__Records shown__.
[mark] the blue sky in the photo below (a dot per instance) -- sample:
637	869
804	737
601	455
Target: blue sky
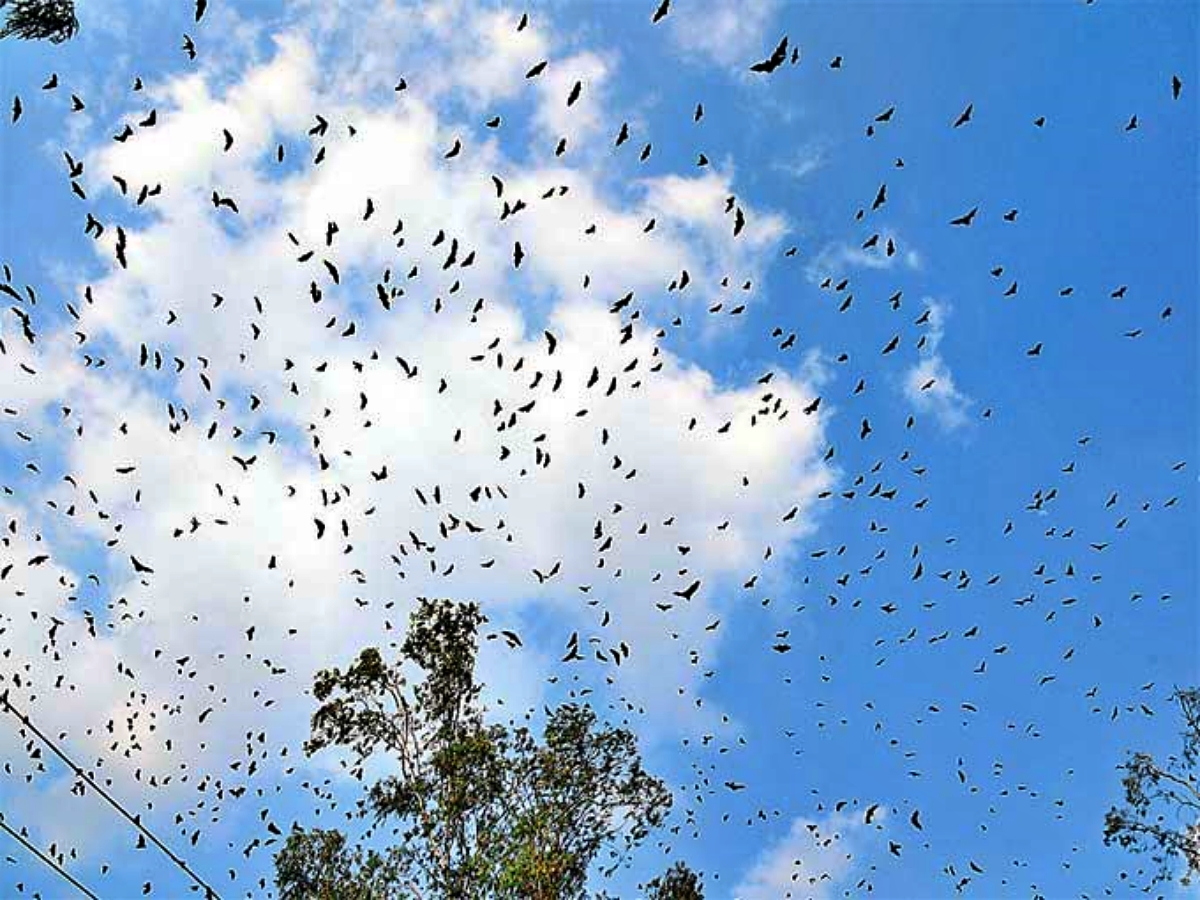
1017	781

__What is required__. The whole listing above should be restated word for word, minus any images.

__Task response__.
[mark] the blue sky in the photo below (a dot per instance) -- sample:
637	869
804	737
601	455
Target: blue sky
1017	781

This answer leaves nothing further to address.